§ **What the task requires**
Which of the lines in the listing that follows hold "segment"? Pull each one out.
───── Exercise inputs ─────
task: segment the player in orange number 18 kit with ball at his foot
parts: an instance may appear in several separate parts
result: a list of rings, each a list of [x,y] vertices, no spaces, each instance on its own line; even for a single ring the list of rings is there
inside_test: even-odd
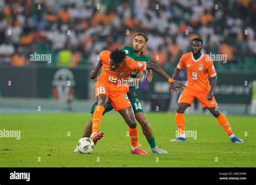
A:
[[[185,87],[185,83],[172,80],[162,69],[150,62],[134,61],[126,56],[125,51],[115,49],[113,51],[103,51],[99,55],[98,65],[102,63],[102,72],[95,83],[95,95],[97,106],[92,115],[92,134],[91,139],[97,143],[98,139],[104,136],[103,132],[99,132],[100,122],[102,121],[105,106],[109,101],[114,110],[118,111],[129,126],[129,134],[131,138],[131,153],[146,155],[147,152],[138,148],[138,126],[132,110],[131,103],[126,93],[129,86],[125,82],[134,70],[152,69],[158,75],[170,82],[170,92],[177,91],[176,88]]]

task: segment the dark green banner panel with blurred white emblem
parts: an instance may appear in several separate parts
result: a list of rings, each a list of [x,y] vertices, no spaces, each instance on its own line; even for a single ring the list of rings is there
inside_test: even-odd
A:
[[[69,95],[87,98],[89,74],[87,69],[38,68],[38,97],[53,97],[65,101]]]

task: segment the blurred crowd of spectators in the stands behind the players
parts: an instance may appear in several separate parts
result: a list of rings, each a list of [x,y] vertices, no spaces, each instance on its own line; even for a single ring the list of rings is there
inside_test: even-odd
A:
[[[162,67],[176,66],[196,36],[204,53],[227,54],[227,65],[216,68],[255,66],[256,1],[5,0],[0,10],[0,65],[92,69],[101,51],[131,45],[144,32],[144,54]],[[52,62],[31,62],[35,52]]]

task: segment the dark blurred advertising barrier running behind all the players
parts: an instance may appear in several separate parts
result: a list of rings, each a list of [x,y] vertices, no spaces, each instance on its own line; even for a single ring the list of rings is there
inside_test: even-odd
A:
[[[0,95],[61,98],[68,92],[77,99],[87,99],[89,80],[89,70],[86,68],[1,66]],[[252,81],[252,72],[218,72],[214,96],[218,103],[249,104],[252,96]],[[165,104],[170,100],[168,82],[155,73],[153,81],[149,84],[141,83],[137,93],[142,100],[151,100],[157,104],[159,101]],[[167,108],[167,105],[164,107]]]

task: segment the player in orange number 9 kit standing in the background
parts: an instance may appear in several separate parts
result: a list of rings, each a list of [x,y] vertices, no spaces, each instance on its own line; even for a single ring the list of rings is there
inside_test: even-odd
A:
[[[181,56],[180,61],[174,70],[173,79],[177,79],[182,68],[187,70],[188,84],[178,100],[176,112],[176,125],[179,130],[179,137],[171,141],[186,141],[185,115],[188,106],[191,106],[194,98],[197,98],[203,108],[207,108],[225,129],[230,139],[234,143],[242,143],[242,139],[235,137],[227,118],[218,109],[218,104],[213,96],[213,91],[217,83],[217,73],[213,61],[209,56],[201,53],[203,40],[195,38],[191,42],[191,51]],[[209,83],[210,77],[210,83]]]

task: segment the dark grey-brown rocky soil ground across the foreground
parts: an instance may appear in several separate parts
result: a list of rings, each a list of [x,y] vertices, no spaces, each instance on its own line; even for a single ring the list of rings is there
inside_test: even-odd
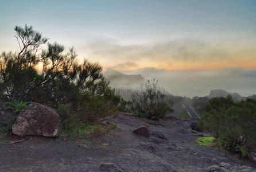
─────
§ **Answer box**
task: segment the player in orange number 18 kit with ball at his foot
task: segment the dark green banner panel with blurred white emblem
task: segment the blurred crowd of spectators in the stands behind the players
task: segment the dark blurred advertising barrier running behind all the players
task: segment the player in orange number 9 kit standing in the background
task: segment the dark grey-brown rocky soil ground across the foreground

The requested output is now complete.